What you need to do: Copy every one of the records below word for word, omitting the pictures.

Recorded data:
━━━━━━━━━━━━━━━━━━━━
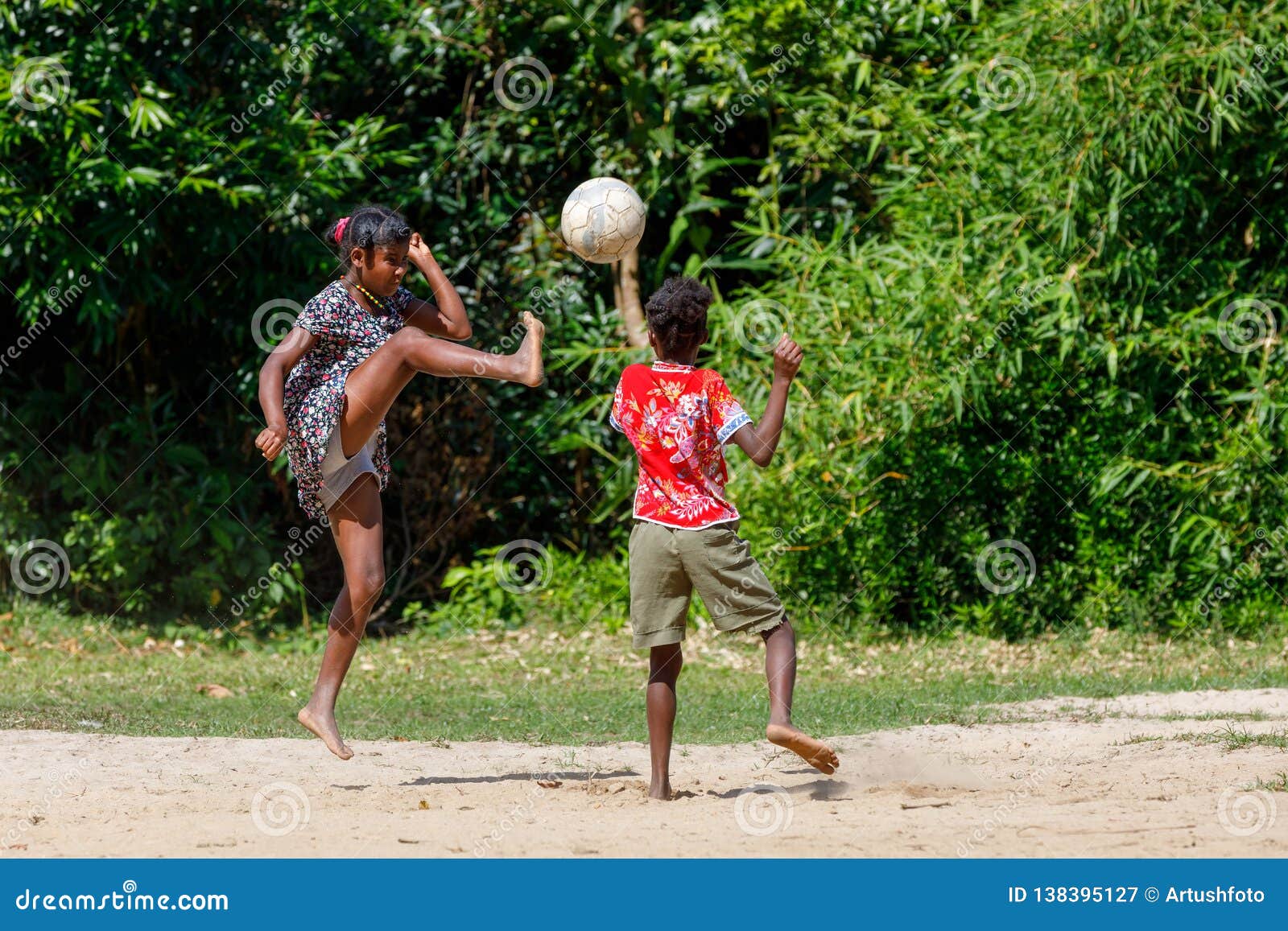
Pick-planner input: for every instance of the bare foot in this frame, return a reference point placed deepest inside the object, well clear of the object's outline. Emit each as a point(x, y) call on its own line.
point(815, 752)
point(528, 357)
point(324, 725)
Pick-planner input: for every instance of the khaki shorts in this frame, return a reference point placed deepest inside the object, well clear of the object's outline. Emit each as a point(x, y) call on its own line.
point(669, 563)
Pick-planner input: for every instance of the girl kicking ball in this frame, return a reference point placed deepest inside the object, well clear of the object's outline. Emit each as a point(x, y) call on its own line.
point(326, 390)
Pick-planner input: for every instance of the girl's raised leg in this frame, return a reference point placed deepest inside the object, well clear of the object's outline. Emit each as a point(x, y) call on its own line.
point(373, 386)
point(360, 538)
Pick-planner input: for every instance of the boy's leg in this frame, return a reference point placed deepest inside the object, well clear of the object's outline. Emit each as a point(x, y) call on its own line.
point(740, 598)
point(663, 669)
point(781, 678)
point(660, 605)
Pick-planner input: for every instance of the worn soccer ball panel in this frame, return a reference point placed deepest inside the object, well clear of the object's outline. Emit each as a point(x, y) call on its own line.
point(603, 219)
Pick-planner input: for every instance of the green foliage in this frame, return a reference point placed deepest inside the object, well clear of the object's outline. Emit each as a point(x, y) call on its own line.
point(1017, 244)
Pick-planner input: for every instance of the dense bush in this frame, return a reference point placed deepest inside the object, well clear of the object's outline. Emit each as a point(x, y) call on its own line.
point(1028, 251)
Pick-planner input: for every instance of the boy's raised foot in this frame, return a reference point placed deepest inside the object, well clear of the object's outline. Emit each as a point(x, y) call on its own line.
point(815, 752)
point(324, 725)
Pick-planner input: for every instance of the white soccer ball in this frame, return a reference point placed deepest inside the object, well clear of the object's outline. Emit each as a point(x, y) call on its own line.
point(603, 219)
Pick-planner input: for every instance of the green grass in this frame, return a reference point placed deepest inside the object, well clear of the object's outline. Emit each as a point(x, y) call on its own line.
point(562, 686)
point(1229, 738)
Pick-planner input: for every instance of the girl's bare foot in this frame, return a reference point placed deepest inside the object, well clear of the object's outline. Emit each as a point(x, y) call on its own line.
point(528, 357)
point(815, 752)
point(324, 725)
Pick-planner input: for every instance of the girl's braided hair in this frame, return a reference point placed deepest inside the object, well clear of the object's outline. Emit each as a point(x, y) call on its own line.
point(367, 227)
point(678, 312)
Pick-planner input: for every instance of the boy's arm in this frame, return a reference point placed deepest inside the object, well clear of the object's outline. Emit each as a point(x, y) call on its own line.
point(448, 319)
point(272, 380)
point(760, 441)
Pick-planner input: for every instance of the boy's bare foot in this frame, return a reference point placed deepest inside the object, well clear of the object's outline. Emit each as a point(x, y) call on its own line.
point(815, 752)
point(324, 725)
point(528, 357)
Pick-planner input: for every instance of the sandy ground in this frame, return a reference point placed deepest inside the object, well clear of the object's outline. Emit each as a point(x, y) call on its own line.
point(1073, 785)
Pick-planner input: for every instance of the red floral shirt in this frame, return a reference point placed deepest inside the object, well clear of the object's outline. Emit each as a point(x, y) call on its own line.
point(313, 393)
point(679, 418)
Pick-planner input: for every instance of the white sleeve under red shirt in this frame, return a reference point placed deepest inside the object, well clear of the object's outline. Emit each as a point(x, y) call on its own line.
point(679, 418)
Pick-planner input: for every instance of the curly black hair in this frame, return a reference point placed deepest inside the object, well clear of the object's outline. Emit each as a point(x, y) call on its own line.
point(678, 313)
point(369, 225)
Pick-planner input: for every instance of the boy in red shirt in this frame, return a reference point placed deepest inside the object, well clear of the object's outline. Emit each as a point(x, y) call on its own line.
point(679, 418)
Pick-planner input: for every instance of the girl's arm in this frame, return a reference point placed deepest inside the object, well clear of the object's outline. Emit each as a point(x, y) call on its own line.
point(272, 380)
point(760, 441)
point(448, 319)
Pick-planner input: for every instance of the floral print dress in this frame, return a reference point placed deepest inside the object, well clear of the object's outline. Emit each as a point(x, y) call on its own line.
point(313, 397)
━━━━━━━━━━━━━━━━━━━━
Exercise response:
Pick-planner input: for every instance of the bare foot in this frame, return a reference point placed deepest inside the object, well clear of the object's outline. Emit each as a point(x, y) call on its own line.
point(815, 752)
point(528, 357)
point(324, 725)
Pick-planner input: for every instance of the khaki shorts in this frame, return a reference point placed deepest inside the object, well clear of the object's outline. Emit each as a point(x, y) call on its own line.
point(669, 563)
Pick-planner input: for every instance of the girl kicking ball in this frame, return a reference point placed deepest inside the object, well clear of the object's outline. Emit each as a point(x, y) call on its own line.
point(326, 390)
Pick-planner input: for every instance of the girl's raised leg in this frame, return a reference point placed deepest inside the object, well clear of the object's outline. Emit each as a point(x, y) call on its own line.
point(373, 386)
point(360, 538)
Pick-planner input: for every instance of the boy's leg in this frame, return a reference point placed deepest inside the object, well clear of the object's outline. Emit each as a point(x, y) call on its own line.
point(740, 598)
point(663, 669)
point(781, 678)
point(660, 605)
Pick-planner input: for every instance of the worn soccer ball panel in this frame, return a reference point placed deepest inside the object, well clear of the object's outline. Emit each as a point(x, y) call on its own line.
point(603, 219)
Pick-planner input: for every instance of the green foliage in this frame, return a reference point placed deepest inside the object, well clear of the object's outline. Emit each as a point(x, y) call on its own line.
point(1017, 244)
Pick-planner input: for every instance of the dense bush in this frame, return a reference point placed deepest inside the object, well clear of the object's outline. Emit each as a point(x, y) call on its own line.
point(1028, 251)
Pick-planner input: for every instance of the boy's raised foot in this frame, return a reference point placed deepest inside the object, well clear of the object's outline. Emit each as a point(x, y) call on its own line.
point(815, 752)
point(324, 725)
Pick-planner input: for every instance of the white soccer ball in this frame, return a reference point placed deepest inside the object, well clear of the object's outline. Emit each as a point(x, y) call on its own line.
point(603, 219)
Pick-planner input: for every instance of the green grass in this frame, return a reference point placed deepest inside the object, well clear of the object's outline. Emit each as a point(x, y) call on its own line.
point(562, 686)
point(1229, 738)
Pick-planner input: for every instance of the girl's bare foot in this frame, return a reference point placed deepest inside the object, well clear of the object's outline. Emit each as a point(x, y) call on its own line.
point(528, 357)
point(815, 752)
point(324, 725)
Pick-planner input: for every instance of the girl's braided hair in this frame, return a reference point placed deepest inside the object, well clear of the object's outline. Emit each as a point(x, y) call on its own line.
point(367, 227)
point(678, 312)
Pick-planner input: for every instance of the boy's arm in this frame, return a reference point placed deepest inside the object, well clear of the object's outline. Emit each as a point(x, y) call on its own line.
point(448, 319)
point(272, 380)
point(760, 441)
Pick-planner input: for every instance of the boy's bare foot in this frame, return a reference point placed deepest inside the object, well clear of the object's outline. Emit each as a point(x, y) call on its own line.
point(815, 752)
point(324, 725)
point(528, 357)
Pick-planner input: for every instance of the sandy ground in this frame, return a reference point placed deepest inside the object, well clear of the object's outline. Emit each as a point(x, y) call on its own line.
point(1073, 785)
Pick-planner input: for every instance of the red floral shirt in this frame, return a reference point placed deepest inside the object, well clear of the object's outline. Emit each as a point(x, y) call on its own line.
point(313, 393)
point(679, 418)
Pick-planner input: for every instance of the white sleeve under red shirt in this frame, return a reference point placed deepest inside the object, well clear of the object's outline. Emit each as a point(x, y) call on its own line.
point(679, 418)
Pick-planner input: for every instance of the curly black hair in this frame, return a reference point placed deepest inside the object, well clear of the object's outline. Emit each as a point(x, y) call on its own line.
point(678, 313)
point(369, 225)
Pick-planner input: for every instance of the boy in red shirt in this frame, return a reference point placed deepest inside the object, well clear of the object's outline. Emit each as a point(x, y) call on its own line.
point(679, 418)
Pick-planner input: for every instance of the girl's arm in this frame, return a reference point placed deepest inside the object, well clear of the object's outline. Emit each as a point(x, y) call on its own line.
point(272, 380)
point(760, 441)
point(448, 319)
Pick-planner input: for every instance of the floral print dress in this frame, return a reference point placed deepest inside the object, well clear of the object's outline. Emit each as a point(x, y) call on its own line.
point(313, 397)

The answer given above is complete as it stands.